Data shown
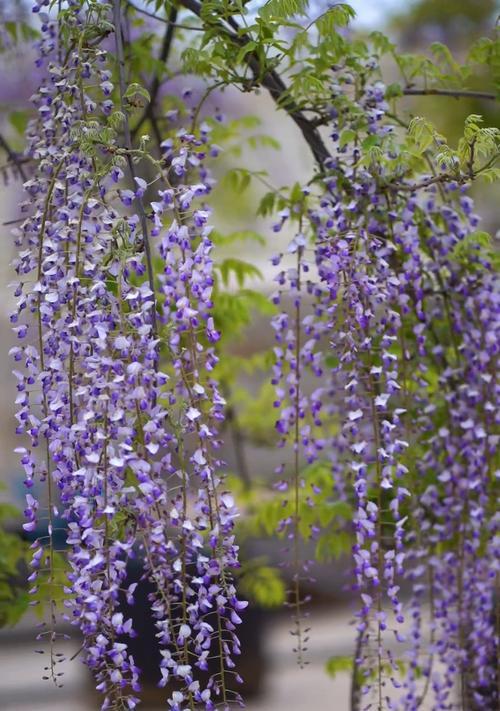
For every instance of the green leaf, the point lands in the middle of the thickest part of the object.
(338, 664)
(19, 120)
(337, 16)
(283, 9)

Stated exercise
What is needed is an exact reproduction of the data, pictures excluded.

Expected answer
For every instance of the green leaf, the point lands in the middle of the thickest part of the object.
(338, 664)
(19, 120)
(337, 16)
(283, 9)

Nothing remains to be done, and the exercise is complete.